• Passage to read:
=-=-=
Category Archives: Secretary of State

Hillary Clinton hospitalized after doctors discover blood clot

Unfortunately, even this latest incident with the Secretary of State won’t quell the vicious innuendos and lies coming from the right-wing fringe which includes Fox News and right wing talk radio…

MSNBC

Secretary of State Hillary Clinton was admitted to a New York City hospital on Sunday after doctors discovered that a blood clot had formed, the State Department said in a statement.

Philippe Reines of the State Department said in the statement that the clot stems from a concussion Clinton sustained several weeks ago.

Reines said that Clinton, 65, is being treated with anti-coagulants at NewYork-Presbyterian Hospital in Manhattan. She will be monitored there for the next 48 hours, he said.

“Her doctors will continue to assess her condition, including other issues associated with her concussion,” he said. “They will determine if any further action is required.”
=-=-=
• Records supplied:
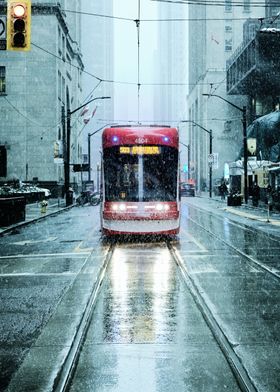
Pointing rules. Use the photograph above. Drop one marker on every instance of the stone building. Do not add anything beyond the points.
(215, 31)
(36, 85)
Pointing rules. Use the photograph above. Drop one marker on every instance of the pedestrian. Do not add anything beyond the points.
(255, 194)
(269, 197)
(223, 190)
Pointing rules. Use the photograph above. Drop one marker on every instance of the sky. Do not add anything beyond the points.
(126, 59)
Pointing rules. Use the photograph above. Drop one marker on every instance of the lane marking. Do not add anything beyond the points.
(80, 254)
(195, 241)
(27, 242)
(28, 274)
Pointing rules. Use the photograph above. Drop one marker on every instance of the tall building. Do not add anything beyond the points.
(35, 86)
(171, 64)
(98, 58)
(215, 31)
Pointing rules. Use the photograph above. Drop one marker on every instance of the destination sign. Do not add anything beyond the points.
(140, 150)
=-=-=
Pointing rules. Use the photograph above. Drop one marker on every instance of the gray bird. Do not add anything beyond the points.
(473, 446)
=-=-=
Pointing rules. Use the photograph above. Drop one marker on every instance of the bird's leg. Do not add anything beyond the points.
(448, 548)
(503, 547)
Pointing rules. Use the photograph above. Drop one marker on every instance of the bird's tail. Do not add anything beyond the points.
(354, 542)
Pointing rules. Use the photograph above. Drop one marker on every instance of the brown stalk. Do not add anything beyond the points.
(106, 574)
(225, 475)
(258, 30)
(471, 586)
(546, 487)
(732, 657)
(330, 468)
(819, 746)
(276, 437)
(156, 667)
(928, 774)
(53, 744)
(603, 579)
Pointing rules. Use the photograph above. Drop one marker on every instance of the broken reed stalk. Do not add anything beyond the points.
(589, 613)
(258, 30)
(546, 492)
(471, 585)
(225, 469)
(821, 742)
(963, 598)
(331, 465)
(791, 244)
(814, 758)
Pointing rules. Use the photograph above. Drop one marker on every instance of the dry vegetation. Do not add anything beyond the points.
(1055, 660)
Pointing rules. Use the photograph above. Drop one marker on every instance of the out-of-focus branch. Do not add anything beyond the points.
=-=-=
• Work to complete:
In the report on Hillary Clinton's blood clot, how long will she be monitored at the hospital?

• Solved problem:
For the next 48 hours.